● Direction 1
Rewrite everything in the listing below from the line containing "the camouflage sleeve" down to the line containing "[28,235,133,300]", keeping every line and shifting each bounding-box coordinate in the answers by -110.

● Passage shown
□ □ □ □ □ □ □

Politics & Policy

Those Chicks, &c.

You know how the Dixie Chicks won all those Grammys? Maybe the president should have said, “I’m proud to be from Texas.” On second thought, he should probably float serenely above.

‐I don’t know who votes on these things, but I do know that an opera by Osvaldo Golijov, Ainadamar, won Best Classical Contemporary Composition. (What else but contemporary?) In addition, a recording of that work, from the Atlanta Symphony, won Best Opera Recording.

And the enthusiasm of the voters for Ainadamar tells me all I need to know about them. If you’d like a less enthusiastic view of this opera — a much, much less enthusiastic one — you may wish to see my review of a January ’06 performance: here.

‐Was interested in something Hillary Clinton said the other day (and found it in this article): “I know what Gingrich tells people privately, I know what DeLay tells people privately, I know what Karl Rove tells people privately: I’m the one person they are most afraid of. Bill and I have beaten them before and we will again.”

I don’t know whether that’s true, and I have my doubts. (Neither Gingrich, DeLay, nor Rove has said anything to me, privately or otherwise.) But I was interested in that “Bill and I.” Her opponents, mainly Republican, will try to lump her in with Bill, and she’ll say, “Hey, I’m the candidate in this race, and you should not assume that a woman is an appendage of her husband.” Blah, blah, feminist blah.

□ □ □ □ □ □ □

● Input rows
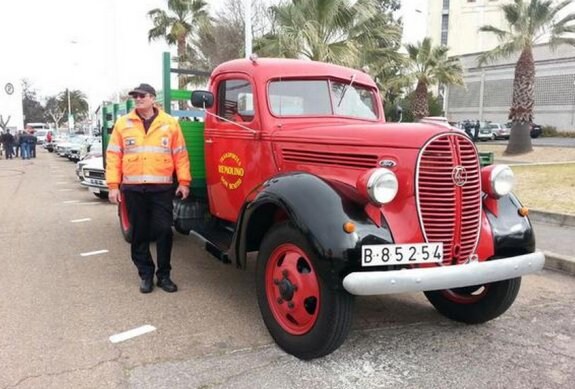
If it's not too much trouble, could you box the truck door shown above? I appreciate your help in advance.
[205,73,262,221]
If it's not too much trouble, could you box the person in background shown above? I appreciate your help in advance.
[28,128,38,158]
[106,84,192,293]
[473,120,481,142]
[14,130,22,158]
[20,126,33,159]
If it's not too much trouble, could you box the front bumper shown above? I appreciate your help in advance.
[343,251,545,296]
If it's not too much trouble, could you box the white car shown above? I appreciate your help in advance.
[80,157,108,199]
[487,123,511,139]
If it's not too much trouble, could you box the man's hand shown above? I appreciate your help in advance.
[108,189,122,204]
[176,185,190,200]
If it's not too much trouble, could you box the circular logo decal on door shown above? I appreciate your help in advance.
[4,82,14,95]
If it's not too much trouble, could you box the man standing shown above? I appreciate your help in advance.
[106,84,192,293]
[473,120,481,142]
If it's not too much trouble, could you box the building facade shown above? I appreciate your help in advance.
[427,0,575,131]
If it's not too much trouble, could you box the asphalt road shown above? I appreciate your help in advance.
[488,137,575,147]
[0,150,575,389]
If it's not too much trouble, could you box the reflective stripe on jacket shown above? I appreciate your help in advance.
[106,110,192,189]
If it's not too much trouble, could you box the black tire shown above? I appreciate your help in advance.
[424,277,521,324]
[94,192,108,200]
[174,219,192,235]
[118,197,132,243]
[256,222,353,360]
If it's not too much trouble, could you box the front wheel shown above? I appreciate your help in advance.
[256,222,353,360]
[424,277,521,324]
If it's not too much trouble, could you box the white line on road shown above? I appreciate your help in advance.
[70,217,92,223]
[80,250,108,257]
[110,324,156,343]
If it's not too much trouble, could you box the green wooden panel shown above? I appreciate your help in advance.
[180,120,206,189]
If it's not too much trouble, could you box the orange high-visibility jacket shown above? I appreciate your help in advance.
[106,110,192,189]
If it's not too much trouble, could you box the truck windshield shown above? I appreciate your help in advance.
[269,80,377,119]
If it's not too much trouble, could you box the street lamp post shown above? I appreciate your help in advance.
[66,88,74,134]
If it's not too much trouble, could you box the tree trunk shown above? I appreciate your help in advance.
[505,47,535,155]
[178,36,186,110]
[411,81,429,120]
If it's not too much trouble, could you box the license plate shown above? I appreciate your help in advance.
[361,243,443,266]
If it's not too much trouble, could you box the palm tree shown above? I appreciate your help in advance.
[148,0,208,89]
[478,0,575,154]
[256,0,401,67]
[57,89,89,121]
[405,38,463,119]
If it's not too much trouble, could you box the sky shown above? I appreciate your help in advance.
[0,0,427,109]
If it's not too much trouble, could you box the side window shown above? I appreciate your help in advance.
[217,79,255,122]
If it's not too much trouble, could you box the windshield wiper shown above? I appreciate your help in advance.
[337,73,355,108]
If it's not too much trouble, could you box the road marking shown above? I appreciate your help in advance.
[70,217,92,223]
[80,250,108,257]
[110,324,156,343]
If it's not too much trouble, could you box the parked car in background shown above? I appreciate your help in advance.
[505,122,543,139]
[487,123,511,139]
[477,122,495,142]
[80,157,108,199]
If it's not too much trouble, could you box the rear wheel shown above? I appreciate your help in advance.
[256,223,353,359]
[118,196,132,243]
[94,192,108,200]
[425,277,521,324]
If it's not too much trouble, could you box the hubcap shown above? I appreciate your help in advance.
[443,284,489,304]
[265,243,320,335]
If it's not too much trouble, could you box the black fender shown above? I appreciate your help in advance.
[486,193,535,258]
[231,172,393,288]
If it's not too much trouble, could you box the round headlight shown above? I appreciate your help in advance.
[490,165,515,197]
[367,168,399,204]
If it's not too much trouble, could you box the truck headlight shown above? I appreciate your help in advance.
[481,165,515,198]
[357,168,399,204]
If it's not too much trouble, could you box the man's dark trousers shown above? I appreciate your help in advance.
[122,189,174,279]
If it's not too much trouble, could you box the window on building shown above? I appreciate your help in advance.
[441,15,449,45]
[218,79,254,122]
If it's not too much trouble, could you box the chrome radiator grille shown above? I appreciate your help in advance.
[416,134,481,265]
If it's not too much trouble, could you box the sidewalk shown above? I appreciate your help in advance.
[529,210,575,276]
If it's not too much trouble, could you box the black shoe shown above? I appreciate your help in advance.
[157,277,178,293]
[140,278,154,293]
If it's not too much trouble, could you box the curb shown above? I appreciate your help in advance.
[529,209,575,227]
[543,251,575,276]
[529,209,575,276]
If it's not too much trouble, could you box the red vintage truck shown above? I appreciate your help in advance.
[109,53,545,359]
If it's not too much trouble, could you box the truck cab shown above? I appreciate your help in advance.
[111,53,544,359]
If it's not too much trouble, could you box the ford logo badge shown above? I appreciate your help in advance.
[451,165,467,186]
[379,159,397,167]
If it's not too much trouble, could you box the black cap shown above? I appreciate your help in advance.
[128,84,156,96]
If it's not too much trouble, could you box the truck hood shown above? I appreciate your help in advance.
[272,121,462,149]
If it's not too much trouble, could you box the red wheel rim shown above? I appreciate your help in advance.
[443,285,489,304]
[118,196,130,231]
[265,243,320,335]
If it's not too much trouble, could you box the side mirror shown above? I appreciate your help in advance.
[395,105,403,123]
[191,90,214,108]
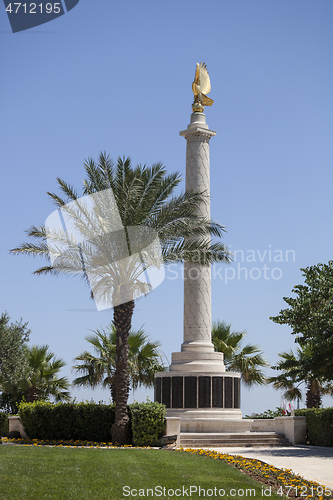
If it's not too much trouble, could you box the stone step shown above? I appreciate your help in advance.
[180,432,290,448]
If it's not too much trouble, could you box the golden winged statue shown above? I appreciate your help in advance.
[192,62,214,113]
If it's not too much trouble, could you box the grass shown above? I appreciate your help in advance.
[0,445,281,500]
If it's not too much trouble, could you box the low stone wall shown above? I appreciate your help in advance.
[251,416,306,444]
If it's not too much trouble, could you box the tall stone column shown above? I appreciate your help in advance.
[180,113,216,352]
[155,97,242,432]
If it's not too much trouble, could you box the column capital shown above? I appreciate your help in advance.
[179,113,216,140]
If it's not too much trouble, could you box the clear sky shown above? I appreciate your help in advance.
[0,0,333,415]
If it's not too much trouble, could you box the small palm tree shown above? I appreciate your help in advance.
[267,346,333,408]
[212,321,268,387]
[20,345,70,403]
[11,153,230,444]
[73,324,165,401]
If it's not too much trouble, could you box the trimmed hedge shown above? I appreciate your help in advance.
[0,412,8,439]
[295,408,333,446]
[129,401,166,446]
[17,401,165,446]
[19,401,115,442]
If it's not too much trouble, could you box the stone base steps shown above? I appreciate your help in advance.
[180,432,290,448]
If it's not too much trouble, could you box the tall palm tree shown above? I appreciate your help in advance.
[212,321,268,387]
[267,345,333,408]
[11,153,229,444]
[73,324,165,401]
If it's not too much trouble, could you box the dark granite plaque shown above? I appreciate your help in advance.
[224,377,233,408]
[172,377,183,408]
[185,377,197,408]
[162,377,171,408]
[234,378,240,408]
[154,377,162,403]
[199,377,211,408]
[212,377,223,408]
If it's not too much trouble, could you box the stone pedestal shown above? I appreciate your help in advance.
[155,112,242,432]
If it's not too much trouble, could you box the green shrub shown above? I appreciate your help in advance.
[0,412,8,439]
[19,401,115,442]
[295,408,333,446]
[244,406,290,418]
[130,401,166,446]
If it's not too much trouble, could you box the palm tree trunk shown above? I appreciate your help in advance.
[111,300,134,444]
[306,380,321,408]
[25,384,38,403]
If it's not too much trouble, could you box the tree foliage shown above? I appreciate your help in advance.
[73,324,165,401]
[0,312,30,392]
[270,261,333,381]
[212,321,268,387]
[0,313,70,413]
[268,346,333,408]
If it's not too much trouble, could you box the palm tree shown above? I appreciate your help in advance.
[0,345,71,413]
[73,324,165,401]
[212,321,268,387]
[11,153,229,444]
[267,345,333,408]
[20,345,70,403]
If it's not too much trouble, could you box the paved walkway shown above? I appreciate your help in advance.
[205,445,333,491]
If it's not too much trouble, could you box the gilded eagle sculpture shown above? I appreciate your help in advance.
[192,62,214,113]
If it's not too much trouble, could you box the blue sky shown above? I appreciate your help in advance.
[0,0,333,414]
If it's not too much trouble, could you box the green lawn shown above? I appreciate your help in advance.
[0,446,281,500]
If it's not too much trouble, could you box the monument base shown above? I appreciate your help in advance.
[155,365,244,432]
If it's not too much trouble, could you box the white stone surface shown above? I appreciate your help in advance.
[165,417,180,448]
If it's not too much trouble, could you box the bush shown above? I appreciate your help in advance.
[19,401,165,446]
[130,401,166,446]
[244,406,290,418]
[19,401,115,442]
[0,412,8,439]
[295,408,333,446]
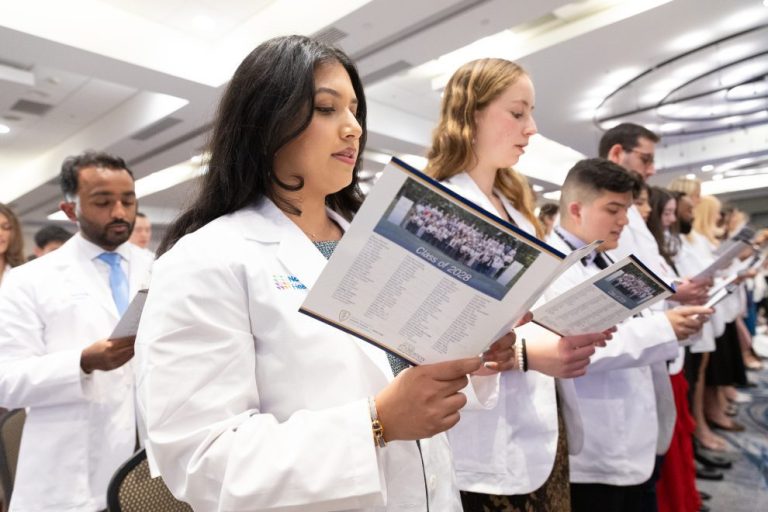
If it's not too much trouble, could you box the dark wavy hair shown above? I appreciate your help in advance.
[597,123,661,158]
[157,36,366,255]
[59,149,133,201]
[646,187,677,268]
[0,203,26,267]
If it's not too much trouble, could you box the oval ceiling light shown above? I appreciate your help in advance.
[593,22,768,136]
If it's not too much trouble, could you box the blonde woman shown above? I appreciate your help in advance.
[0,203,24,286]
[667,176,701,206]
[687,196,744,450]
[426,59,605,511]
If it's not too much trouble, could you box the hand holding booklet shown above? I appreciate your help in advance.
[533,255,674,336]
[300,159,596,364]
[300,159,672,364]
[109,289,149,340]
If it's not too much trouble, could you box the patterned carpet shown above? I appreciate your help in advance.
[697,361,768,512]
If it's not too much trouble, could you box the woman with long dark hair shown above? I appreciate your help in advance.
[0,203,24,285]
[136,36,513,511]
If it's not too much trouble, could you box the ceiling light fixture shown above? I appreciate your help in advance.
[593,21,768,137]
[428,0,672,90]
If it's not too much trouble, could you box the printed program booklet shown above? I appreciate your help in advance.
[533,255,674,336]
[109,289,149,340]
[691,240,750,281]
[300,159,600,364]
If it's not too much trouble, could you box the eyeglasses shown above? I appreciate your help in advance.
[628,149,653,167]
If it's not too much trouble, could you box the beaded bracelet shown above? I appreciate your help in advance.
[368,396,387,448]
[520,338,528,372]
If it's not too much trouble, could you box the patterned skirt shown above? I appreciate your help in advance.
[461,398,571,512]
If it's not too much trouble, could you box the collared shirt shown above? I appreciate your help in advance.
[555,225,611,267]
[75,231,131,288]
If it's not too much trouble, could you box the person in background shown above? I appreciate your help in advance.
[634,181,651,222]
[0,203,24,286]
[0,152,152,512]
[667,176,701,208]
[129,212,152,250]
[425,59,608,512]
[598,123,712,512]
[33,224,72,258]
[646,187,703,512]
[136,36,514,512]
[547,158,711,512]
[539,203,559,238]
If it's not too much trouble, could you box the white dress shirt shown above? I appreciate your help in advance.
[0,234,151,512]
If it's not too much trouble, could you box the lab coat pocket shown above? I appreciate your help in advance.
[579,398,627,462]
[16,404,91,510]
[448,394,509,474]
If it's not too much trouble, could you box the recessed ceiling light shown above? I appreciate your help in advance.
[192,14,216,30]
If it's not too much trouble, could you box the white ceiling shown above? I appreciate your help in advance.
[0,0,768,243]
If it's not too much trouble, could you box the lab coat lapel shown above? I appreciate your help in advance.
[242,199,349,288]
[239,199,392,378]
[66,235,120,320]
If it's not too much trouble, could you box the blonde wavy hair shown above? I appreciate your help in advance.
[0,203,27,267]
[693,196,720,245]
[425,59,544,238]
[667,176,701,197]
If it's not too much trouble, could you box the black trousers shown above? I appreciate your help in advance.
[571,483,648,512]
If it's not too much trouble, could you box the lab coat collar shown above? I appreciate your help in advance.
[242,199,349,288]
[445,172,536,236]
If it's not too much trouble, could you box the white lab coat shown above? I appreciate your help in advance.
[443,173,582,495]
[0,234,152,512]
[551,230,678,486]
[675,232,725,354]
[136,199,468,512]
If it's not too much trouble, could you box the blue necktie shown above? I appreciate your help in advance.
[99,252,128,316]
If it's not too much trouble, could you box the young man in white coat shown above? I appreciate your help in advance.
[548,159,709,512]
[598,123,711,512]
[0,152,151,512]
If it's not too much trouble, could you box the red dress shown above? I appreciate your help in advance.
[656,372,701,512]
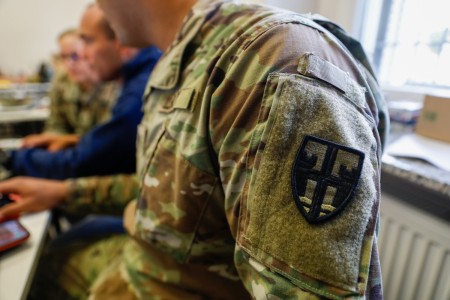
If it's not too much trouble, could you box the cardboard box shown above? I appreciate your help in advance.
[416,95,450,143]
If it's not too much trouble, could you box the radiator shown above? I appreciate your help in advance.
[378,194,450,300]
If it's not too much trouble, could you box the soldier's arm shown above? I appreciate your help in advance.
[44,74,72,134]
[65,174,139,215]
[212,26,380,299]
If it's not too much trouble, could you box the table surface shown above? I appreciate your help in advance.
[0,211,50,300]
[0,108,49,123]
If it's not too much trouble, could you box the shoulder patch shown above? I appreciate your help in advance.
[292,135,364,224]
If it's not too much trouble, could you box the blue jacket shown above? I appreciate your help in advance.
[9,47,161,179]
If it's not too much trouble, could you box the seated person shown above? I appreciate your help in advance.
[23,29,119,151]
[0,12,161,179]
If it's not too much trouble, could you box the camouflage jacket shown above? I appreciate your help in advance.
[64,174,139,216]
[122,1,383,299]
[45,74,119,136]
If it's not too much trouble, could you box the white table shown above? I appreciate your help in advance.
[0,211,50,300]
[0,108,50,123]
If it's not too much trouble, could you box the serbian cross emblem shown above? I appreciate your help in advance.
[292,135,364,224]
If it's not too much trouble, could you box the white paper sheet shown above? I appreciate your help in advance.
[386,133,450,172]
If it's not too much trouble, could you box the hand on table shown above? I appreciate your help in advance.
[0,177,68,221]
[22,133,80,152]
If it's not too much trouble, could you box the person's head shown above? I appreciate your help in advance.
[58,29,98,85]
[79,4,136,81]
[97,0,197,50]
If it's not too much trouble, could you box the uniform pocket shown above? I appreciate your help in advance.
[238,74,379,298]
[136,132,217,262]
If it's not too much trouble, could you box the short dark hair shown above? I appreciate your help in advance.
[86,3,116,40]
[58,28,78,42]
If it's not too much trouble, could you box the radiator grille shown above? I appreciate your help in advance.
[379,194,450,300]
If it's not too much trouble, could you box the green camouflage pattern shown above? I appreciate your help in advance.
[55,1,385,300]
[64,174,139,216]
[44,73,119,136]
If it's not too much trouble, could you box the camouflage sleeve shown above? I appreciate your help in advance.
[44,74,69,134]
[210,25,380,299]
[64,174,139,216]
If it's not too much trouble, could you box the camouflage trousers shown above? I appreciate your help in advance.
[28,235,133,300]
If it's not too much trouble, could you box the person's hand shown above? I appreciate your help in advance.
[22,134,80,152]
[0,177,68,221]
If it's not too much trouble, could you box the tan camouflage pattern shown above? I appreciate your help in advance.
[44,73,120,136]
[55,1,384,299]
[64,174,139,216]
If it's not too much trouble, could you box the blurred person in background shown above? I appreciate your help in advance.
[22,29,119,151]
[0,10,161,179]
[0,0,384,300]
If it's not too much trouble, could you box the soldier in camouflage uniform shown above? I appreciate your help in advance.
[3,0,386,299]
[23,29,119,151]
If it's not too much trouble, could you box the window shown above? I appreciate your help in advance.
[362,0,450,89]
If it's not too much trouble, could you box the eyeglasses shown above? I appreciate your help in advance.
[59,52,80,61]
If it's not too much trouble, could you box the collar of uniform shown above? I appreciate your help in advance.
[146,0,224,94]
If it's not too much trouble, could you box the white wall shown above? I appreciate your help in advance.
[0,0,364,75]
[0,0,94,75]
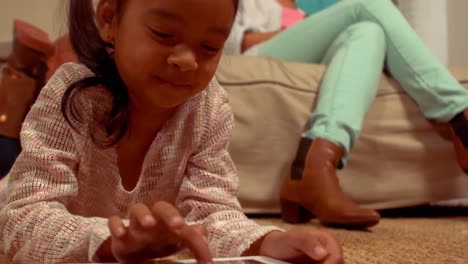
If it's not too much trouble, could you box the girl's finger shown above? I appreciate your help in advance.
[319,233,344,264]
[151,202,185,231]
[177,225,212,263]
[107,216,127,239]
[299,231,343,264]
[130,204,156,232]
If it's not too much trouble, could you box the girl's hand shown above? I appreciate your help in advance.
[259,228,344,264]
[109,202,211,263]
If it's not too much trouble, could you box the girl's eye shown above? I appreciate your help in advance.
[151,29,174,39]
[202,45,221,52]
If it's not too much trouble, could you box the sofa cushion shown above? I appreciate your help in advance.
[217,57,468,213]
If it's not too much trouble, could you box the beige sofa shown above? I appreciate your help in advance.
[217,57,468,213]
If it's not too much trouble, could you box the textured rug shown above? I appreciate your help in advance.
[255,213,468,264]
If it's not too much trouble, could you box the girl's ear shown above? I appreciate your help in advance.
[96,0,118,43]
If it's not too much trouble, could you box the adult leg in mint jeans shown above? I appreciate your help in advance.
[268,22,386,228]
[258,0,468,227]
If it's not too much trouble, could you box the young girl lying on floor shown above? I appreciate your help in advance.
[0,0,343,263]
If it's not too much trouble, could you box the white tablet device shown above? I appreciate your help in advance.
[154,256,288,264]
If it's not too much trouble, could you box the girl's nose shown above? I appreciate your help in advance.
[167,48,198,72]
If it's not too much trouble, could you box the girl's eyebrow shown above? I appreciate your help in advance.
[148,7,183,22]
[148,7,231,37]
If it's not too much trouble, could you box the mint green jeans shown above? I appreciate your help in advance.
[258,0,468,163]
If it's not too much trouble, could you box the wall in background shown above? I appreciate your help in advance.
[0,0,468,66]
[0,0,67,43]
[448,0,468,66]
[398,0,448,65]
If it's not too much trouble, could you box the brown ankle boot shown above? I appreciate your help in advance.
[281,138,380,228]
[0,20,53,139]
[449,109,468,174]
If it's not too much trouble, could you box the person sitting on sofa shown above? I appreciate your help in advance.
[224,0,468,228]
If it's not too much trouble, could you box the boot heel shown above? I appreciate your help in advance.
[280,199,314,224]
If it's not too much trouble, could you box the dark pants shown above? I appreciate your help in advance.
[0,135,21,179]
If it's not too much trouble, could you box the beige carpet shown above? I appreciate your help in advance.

□ □ □ □ □ □ □

● Direction 2
Reproduce everything in the Politics & Policy piece above from "Politics & Policy" down to "float serenely above.".

● Task solution 1
If it's not too much trouble, could you box the camouflage sleeve shown above? I appreciate your help in advance.
[-66,-36,-41,24]
[100,-85,270,189]
[-46,64,29,106]
If it's not too much trouble, could you box the camouflage trousers shown above? I appreciate your help in advance.
[-82,125,23,190]

● Task solution 2
Politics & Policy

Those Chicks, &c.

You know how the Dixie Chicks won all those Grammys? Maybe the president should have said, “I’m proud to be from Texas.” On second thought, he should probably float serenely above.